• [Trecho apresentado]:
Sempre
que conto este causo, meus amigos dão muita risada e depois ficam tirando onda
comigo, dizendo que é mentira ou coisa do gênero, mas, como eles sempre pedem
bis, resolvi escrever essa história que é mais ou menos assim...
Eu
tinha um cachorro que se chamava “deserto”...
Era
um cachorro muito especial. Ele demonstrava alegria fora do comum quando um de
nós retornava para casa. Cachorro paquero, só no nome, pois como caçador era um
desastre. Na verdade ele não tinha uma raça bem definida, parecia-se com um
bassê, ou era um bassê, sei lá! Só sei que era comprido, baixinho e de orelhas
enormes, iguais aqueles de uma certa propaganda de amortecedores. Talvez, um
pouco maior.
Como
disse antes, para caçar era um desastre, medroso, preguiçoso, porem, muito querido,
era do tipo que, quando ia bater nele, ao invés de correr, deitava de costa,
abria as pernas e a boca numa gritaria danada.
No
ano de 1968, com apenas sete anos, numa bela noite de verão, depois de muito
esforço para convencer minha mãe de que eu já tinha condições de participar de
uma caçada de tatu, resolvemos organizar uma: eu e meus irmãos, o Dé, o Chico, o Nego, o Elias
e o Tião. Cada um tinha uma função mais ou menos definida no grupo. Eu, por
exemplo, tinha a função de iluminar, com a lamparina caso encontrasse alguma
toca e fosse necessário cavar, já que não tinha condições físicas para exercer
outra atividade.

• [A fazer]:
Responda às perguntas abaixo com base no relato acima.
1. Qual era o nome do cachorro?
2. Em que ano aconteceu a caçada de tatu, e que idade tinha quem conta a história?
3. Que função cabia a quem conta a história no grupo da caçada?

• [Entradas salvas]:
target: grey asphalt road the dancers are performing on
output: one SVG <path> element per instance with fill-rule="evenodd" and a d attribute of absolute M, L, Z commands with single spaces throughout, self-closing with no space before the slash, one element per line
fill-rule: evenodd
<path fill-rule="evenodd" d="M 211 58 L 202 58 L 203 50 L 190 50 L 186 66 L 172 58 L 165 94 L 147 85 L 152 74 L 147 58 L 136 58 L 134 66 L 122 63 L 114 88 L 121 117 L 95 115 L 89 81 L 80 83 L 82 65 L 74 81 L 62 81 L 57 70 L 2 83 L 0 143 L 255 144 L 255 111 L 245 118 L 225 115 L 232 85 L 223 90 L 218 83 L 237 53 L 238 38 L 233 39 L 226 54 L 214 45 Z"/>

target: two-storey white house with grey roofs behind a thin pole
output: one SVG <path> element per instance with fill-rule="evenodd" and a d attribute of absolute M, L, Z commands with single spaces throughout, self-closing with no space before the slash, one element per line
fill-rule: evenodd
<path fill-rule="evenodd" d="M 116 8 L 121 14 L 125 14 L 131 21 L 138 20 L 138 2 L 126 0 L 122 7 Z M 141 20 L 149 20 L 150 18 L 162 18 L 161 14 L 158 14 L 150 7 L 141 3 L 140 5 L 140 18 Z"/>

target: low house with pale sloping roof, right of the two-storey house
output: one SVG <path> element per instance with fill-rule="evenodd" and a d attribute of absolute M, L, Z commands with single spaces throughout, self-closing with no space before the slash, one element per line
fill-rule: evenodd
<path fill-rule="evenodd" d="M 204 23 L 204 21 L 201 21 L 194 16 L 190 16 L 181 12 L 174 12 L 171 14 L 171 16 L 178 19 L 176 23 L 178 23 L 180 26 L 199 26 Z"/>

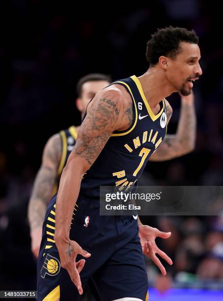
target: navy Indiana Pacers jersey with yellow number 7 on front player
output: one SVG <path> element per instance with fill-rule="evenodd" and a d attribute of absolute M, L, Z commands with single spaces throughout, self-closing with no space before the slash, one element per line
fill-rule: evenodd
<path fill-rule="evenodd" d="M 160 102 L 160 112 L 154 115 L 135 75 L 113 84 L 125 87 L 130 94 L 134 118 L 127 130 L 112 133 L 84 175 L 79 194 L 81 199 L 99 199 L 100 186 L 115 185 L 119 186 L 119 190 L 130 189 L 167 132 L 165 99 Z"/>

• [Resposta do exercício]:
1. O cachorro se chamava “deserto”.
2. A caçada aconteceu em 1968, quando quem conta a história tinha apenas sete anos.
3. A função era iluminar com a lamparina, caso encontrassem alguma toca e fosse necessário cavar.